■ Data in this exercise:
--------------------------------------------------

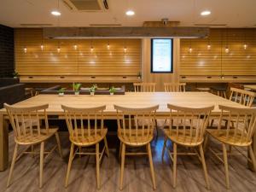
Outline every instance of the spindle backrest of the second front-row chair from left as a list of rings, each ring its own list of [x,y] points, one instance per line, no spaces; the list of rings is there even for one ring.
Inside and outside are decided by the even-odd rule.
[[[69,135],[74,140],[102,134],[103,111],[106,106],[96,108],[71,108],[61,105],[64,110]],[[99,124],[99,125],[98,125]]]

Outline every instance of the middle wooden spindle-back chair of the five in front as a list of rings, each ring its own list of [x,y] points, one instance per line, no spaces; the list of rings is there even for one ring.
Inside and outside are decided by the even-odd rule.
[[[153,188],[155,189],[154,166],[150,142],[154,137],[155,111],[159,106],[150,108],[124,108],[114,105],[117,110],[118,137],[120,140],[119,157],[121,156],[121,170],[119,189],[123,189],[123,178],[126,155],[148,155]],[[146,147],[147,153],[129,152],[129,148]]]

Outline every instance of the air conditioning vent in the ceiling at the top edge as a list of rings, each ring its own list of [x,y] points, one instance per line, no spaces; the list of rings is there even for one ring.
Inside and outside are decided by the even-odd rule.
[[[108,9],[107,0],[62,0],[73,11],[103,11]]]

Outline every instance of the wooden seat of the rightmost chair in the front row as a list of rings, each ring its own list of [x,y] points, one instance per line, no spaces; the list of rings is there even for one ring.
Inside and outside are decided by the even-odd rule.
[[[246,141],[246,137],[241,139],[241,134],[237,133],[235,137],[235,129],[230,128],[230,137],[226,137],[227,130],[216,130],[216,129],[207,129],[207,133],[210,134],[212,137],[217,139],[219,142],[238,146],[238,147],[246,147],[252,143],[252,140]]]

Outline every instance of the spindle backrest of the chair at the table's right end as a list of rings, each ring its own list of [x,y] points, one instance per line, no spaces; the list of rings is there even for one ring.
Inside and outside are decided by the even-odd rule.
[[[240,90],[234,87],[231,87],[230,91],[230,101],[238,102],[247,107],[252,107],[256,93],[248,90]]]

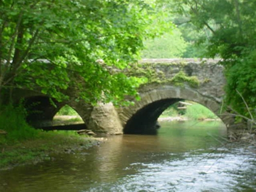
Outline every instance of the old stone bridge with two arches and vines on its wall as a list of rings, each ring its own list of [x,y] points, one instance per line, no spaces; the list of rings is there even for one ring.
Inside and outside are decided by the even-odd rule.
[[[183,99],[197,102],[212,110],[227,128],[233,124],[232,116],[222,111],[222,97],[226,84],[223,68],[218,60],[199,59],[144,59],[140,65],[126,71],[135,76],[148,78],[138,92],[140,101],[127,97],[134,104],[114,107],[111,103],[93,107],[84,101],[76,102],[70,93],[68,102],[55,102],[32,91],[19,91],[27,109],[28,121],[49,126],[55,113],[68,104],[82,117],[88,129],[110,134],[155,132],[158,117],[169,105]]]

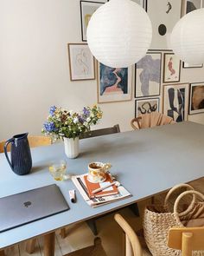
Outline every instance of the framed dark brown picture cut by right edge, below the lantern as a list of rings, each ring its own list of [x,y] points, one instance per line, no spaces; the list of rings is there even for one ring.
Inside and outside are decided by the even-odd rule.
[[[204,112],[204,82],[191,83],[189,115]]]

--------------------------------------------------

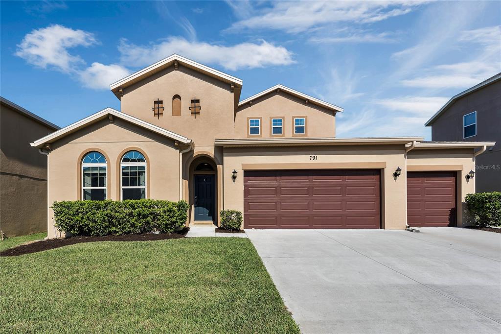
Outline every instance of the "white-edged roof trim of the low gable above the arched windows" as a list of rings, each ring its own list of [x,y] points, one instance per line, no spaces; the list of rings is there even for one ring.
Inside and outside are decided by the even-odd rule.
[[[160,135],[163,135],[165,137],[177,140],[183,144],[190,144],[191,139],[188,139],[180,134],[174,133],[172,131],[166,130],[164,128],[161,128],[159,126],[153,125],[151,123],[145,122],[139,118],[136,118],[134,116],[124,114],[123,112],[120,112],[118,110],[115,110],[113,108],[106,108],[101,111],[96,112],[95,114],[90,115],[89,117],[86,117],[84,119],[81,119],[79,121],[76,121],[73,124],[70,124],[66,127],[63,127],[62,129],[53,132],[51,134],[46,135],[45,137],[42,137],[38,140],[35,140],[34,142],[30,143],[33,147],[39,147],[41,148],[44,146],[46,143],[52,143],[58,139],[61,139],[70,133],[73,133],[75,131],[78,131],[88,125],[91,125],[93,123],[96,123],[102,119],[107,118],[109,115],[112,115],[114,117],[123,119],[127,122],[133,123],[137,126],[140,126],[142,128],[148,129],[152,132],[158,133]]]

--------------------------------------------------

■ What is required:
Report only the number of lines that hold the string "front" in this listing.

■ Exercise solution:
3